Supplied text

This museum was the first museum of the indigenous of Americas, humanising the terrible history of the western Christian conquest of Amazonian lands of Brazil”- Kenavo Junti (French activist and filmmaker living in Rio de Janeiro since the nineties).

The building was then abandoned for several decades under the government of the Brazilian Dictatorship. In 2006, Aldeia Maracanã was reclaimed when an indigenous community moved in. Since the reoccupation nearly a decade ago, about 70 Indians of 17 different Brazilian tribes had moved into the building and its surrounding compounds, offering refuge for indigenous coming to the city to find work, to get medical care or sell crafts and left without housing. Most of the roof of the old museum had collapsed, and vines were growing along the sides of the walls. Thus, the Maracanã community had soon built a collection of modern houses out of bricks and thatch in the outside gardens, remaining unnoticed to the outside world. As the community became more established, they started to organize cultural events, such as storytelling for children, workshops on indigenous crafts, ceremonies, welcoming musicians, punks, activists, photographers and people from all walks of life. Maracanã village became a meeting place for indigenous and non-indigenous, a language school for different tribal dialects, a gallery for art and indigenous body painting: a living museum and sanctuary.

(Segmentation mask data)
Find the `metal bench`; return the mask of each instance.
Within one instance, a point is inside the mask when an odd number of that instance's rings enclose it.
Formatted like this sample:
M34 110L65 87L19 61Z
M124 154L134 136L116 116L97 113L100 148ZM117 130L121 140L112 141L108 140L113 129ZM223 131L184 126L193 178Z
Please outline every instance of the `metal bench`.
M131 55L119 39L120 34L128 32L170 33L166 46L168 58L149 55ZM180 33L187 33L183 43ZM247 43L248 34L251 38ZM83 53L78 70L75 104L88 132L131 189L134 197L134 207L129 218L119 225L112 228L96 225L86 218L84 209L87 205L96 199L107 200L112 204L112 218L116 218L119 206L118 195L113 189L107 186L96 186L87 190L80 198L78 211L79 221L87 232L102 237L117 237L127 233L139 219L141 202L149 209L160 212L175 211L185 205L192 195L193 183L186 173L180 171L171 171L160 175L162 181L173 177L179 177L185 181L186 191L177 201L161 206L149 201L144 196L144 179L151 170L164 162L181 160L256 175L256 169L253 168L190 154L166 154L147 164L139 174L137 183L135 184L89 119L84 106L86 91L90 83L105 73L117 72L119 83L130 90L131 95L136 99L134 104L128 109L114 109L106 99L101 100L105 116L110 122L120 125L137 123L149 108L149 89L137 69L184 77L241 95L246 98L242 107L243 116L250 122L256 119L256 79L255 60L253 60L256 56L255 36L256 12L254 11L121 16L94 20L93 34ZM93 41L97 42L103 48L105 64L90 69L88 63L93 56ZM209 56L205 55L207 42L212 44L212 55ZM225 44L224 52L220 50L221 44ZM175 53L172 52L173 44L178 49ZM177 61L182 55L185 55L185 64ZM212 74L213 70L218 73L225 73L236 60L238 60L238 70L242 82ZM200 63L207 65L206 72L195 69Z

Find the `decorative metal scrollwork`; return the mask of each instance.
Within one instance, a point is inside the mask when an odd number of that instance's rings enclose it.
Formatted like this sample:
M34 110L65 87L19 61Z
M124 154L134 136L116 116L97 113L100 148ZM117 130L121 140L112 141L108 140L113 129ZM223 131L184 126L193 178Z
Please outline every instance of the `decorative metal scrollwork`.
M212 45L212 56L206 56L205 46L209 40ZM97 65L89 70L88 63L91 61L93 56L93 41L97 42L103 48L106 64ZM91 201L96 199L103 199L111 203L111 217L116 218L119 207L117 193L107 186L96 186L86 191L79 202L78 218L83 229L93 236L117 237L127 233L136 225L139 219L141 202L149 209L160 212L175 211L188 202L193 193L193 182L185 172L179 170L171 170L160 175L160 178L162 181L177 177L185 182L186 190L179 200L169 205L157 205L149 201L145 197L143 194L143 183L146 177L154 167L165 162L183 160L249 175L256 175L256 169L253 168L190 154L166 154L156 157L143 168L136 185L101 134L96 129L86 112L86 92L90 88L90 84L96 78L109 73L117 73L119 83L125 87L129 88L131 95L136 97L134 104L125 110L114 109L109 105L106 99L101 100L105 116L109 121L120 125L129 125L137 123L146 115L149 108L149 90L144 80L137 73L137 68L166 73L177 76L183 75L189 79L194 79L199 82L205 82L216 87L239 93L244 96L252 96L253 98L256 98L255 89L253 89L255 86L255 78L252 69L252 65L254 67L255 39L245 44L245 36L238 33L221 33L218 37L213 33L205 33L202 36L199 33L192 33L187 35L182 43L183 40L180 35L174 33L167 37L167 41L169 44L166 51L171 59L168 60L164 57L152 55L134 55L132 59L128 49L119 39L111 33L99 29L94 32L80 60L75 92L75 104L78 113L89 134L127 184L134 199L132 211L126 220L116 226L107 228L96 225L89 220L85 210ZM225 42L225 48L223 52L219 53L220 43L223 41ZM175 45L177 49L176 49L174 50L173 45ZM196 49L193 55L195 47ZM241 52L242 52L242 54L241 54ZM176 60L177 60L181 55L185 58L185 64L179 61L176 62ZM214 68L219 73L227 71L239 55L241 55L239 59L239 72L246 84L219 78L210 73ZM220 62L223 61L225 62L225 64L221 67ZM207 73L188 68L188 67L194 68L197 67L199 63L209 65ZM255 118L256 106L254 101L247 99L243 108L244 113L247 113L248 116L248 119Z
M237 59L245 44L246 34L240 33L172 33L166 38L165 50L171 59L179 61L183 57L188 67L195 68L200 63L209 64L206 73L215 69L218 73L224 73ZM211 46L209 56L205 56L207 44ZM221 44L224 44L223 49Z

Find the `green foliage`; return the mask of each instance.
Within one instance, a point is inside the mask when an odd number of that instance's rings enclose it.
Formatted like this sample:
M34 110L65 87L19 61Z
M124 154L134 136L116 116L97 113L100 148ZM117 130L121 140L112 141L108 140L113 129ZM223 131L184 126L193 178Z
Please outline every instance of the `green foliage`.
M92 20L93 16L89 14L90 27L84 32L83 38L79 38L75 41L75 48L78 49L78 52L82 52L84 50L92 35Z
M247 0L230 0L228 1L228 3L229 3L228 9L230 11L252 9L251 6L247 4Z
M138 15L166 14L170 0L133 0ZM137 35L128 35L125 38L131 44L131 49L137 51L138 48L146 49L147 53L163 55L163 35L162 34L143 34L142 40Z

Activities
a – List each thing that the Aldeia Maracanã passage says Maracanã village became.
b – Return the portion of the Aldeia Maracanã passage word for word, starting at the words "This museum was" and stopping after "since the nineties).".

Task-by-task solutions
a –
- A meeting place for indigenous and non-indigenous
- A language school for different tribal dialects
- A gallery for art and indigenous body painting
- A living museum
- A sanctuary

b –
This museum was the first museum of the indigenous of Americas, humanising the terrible history of the western Christian conquest of Amazonian lands of Brazil”- Kenavo Junti (French activist and filmmaker living in Rio de Janeiro since the nineties).